The task.
Extract each line of the rows below that contains the string "picture". Case matters, so only lines with that exact capitalization count.
● ● ● ●
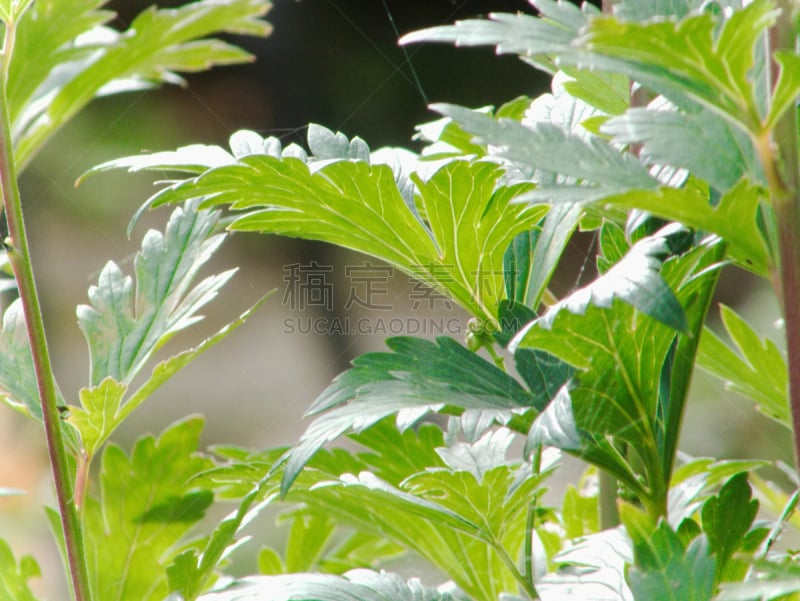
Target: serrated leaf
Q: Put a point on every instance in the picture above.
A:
(14, 575)
(687, 59)
(753, 367)
(358, 206)
(158, 45)
(734, 218)
(144, 509)
(356, 585)
(619, 350)
(592, 568)
(665, 569)
(588, 167)
(701, 142)
(515, 33)
(644, 10)
(17, 376)
(125, 325)
(418, 377)
(634, 280)
(727, 518)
● ● ● ●
Response.
Q: Put a point on every instance in the picture above.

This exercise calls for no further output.